[Natural-language object grounding data]
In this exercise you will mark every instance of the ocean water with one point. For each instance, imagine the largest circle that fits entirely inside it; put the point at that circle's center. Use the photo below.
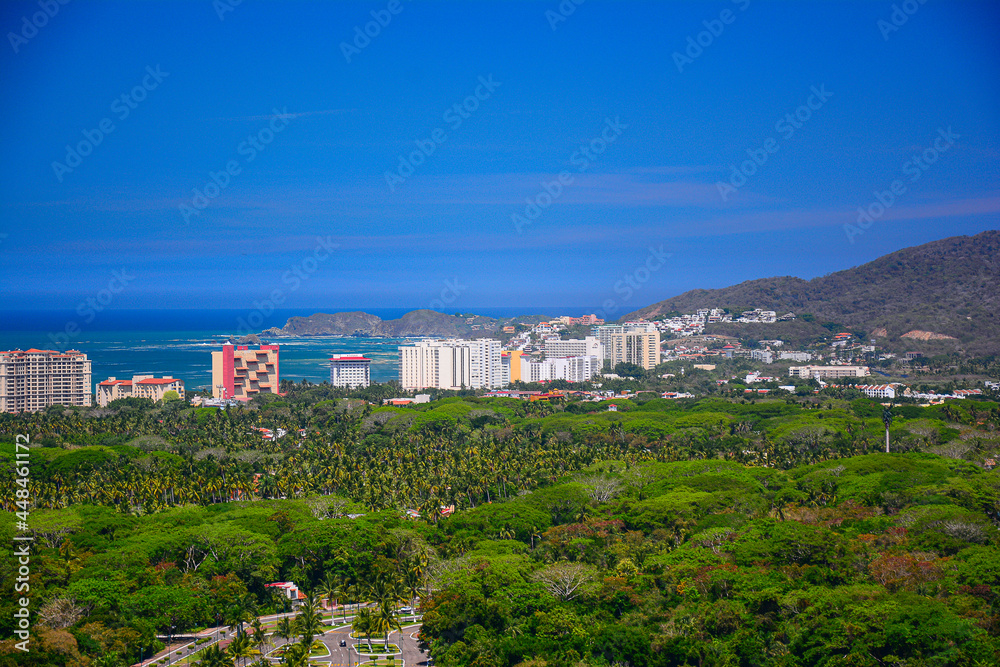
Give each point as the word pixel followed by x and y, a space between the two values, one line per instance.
pixel 179 343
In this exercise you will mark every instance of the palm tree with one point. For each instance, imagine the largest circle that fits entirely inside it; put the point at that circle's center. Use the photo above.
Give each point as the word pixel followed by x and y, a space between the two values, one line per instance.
pixel 108 660
pixel 241 648
pixel 285 629
pixel 259 637
pixel 309 622
pixel 387 621
pixel 330 588
pixel 213 656
pixel 297 656
pixel 363 623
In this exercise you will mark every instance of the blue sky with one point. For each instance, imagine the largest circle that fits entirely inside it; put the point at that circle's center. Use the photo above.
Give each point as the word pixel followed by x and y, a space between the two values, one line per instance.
pixel 664 131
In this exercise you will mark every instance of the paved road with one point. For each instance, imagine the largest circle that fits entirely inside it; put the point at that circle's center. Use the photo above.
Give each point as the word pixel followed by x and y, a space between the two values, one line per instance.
pixel 342 656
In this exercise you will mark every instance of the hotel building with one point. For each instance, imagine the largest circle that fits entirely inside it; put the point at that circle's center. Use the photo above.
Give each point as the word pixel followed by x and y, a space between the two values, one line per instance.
pixel 588 347
pixel 823 372
pixel 633 342
pixel 32 380
pixel 350 370
pixel 140 386
pixel 574 369
pixel 242 373
pixel 451 364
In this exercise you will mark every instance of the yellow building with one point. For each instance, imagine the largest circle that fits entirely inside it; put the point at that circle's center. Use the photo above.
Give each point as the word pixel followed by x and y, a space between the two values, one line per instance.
pixel 140 386
pixel 512 361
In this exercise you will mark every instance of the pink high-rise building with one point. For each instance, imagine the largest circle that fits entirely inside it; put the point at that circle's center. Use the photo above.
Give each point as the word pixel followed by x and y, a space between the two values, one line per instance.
pixel 241 373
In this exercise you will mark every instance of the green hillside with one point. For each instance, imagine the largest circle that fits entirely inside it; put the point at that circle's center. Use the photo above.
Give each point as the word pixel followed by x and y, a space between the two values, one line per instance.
pixel 949 287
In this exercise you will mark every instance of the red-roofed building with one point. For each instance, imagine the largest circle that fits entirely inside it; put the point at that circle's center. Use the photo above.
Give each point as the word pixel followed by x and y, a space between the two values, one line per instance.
pixel 350 370
pixel 288 590
pixel 140 386
pixel 32 380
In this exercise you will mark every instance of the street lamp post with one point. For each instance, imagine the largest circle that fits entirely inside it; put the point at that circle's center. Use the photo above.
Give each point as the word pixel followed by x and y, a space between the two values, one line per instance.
pixel 887 420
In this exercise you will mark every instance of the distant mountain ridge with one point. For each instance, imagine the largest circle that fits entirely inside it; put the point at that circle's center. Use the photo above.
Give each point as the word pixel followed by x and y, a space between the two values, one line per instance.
pixel 949 287
pixel 414 323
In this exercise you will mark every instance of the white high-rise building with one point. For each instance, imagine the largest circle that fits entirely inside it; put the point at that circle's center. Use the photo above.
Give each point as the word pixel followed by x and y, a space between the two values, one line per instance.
pixel 633 342
pixel 588 347
pixel 350 370
pixel 487 371
pixel 574 369
pixel 31 380
pixel 451 364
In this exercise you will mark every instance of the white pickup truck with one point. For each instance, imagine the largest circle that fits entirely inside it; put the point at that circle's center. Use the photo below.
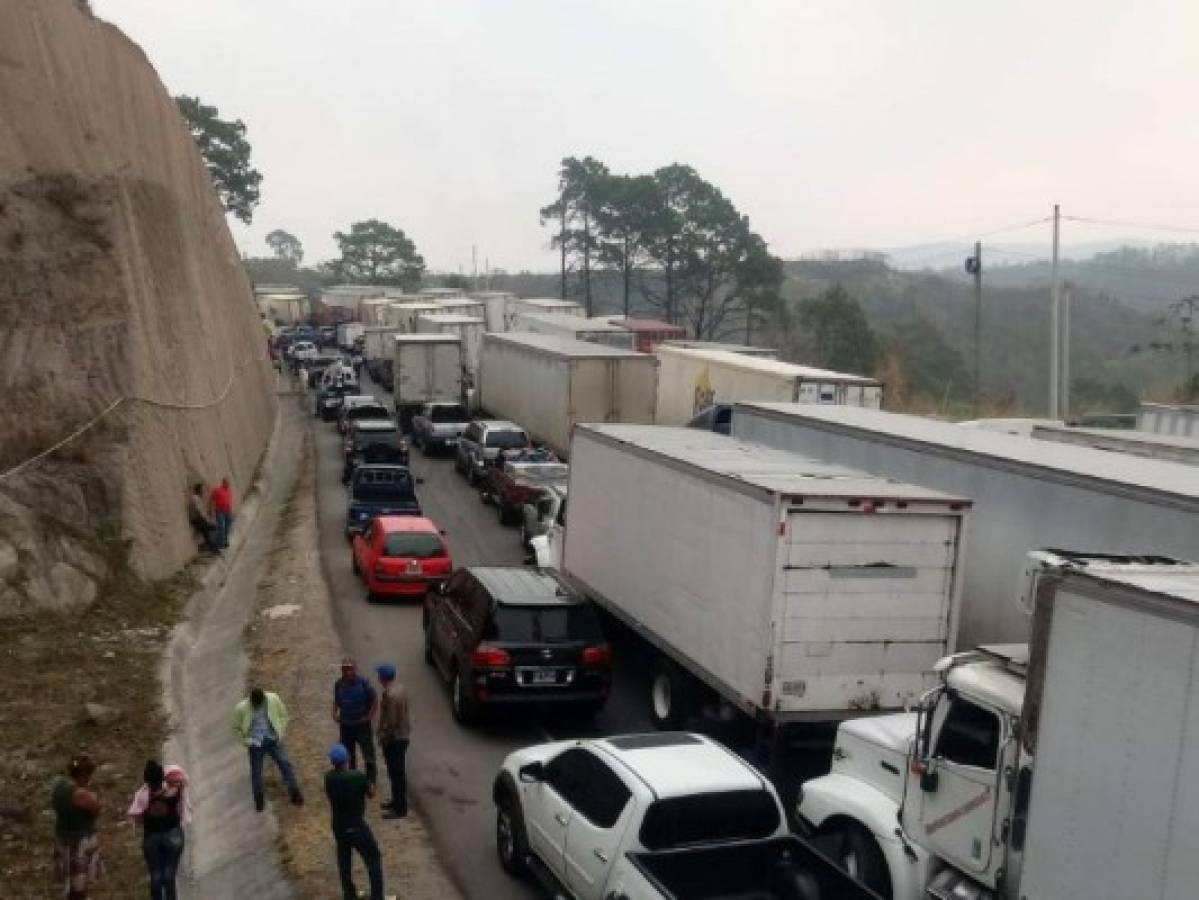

• _WORK INSTRUCTIONS_
A faithful copy of each entry is required, and no picture may be carried into it.

• _TASK RESULT_
In this exercise you will mark every instance of the ocean water with one point. For each instance, imagine the largest circle that fits entirely inside it; put the point at that circle's center. Use the photo below.
Give each point as the word pixel followed by x and y, a space between the two values, one line per instance.
pixel 179 343
In this exercise you will mark every instance of the palm tree with one point. For each instance, imagine the largest circle that fits entirely inside it; put the point at that circle's center. Use the photo above.
Give each point as the word pixel followed by x and y, a space between the two values, one line per instance.
pixel 108 660
pixel 241 648
pixel 285 629
pixel 259 637
pixel 309 622
pixel 387 621
pixel 330 588
pixel 213 656
pixel 297 656
pixel 363 623
In this exercise you will mark every instance of the blue sky with one point. For each instance, imagine the largest circle that fits entirely inside it; put the point at that circle's center. Use the photo above.
Give each point as the word pixel followed by x and y, a space between the two values, one line per instance.
pixel 664 131
In this exercise you will mark every instance of the paved road with one point. For each instance, imagine the largest circle that fits entirely inside it; put the point at that circle's center. Use the photo above.
Give each point as the word pixel followed by x and y, a space between the two values, one line per instance.
pixel 342 656
In this exercise you will mark every instance of the hotel building with one point. For each instance, imagine the largest circle that fits entirely inside it; put the point at that circle's center. Use the photo above.
Give each point as the word pixel followed by x and y, a space between the two values, one line per instance.
pixel 588 347
pixel 823 372
pixel 633 342
pixel 32 380
pixel 350 370
pixel 140 386
pixel 574 369
pixel 242 373
pixel 451 364
In this exercise you will mark every instance of the yellow building with one point. For each instance, imagine the largest circle that fits entirely inside it; put the point at that circle's center. Use the photo above.
Give each point as the word pixel followed by x and y, a space between the two values, one line per instance.
pixel 140 386
pixel 512 361
In this exercise you will mark every instance of the pink high-rise building with one point. For each instance, imagine the largest circle that fits entirely inside it; put the point at that circle's center. Use the photo above.
Give each point as the word pixel followed by x and y, a space between the two values, one line per instance.
pixel 241 373
In this exercise you will mark every instance of the green hillside with one point. For each instance, imagine the largest circle that fits entirely inside it; put the point at that circle's center. Use the photo above.
Give each point as the word pixel followed by x and y, a space between the two values, one line per instance.
pixel 949 287
In this exercise you will mark every instance of the red-roofed building with one point. For each instance, imagine the largest circle that fits entirely inside it; put the point at that circle's center. Use the photo above.
Give each point as the word pixel followed by x and y, a space between the two values, one line per instance.
pixel 350 370
pixel 288 590
pixel 140 386
pixel 32 380
In this exercise you will mark every instance of the street lamp post with one point. For each instance, imagine the largest circle that fits entirely inside it; put the point at that circle's center. Use the photo above.
Give each point as the word pixel followed by x and y, a space between the two values, one line per instance.
pixel 887 420
In this exercise you will mark every instance of the distant mountain ridge with one point. For each instance, imagine the largest circle that fits entirely inside it; put the point at that circle's center. Use the photo above.
Give each point as the word pixel followed by x and y, a space between the two values, one line per instance.
pixel 949 287
pixel 414 323
In this exercise you will mark every instance of the white high-rise building with one point. For each instance, imagine the largest circle that fits entirely inside it; put the point at that circle's center. Use the photo above.
Give each point as the word pixel followed by x and y, a space between the two values, one line per instance.
pixel 633 342
pixel 588 347
pixel 350 370
pixel 487 371
pixel 574 369
pixel 31 380
pixel 451 364
In this exercise you will mark every instance of the white pickup truck with one point. For each instance, imagine the largest circle that fits entirely inside it; put the point at that circle's center. Use the photo below.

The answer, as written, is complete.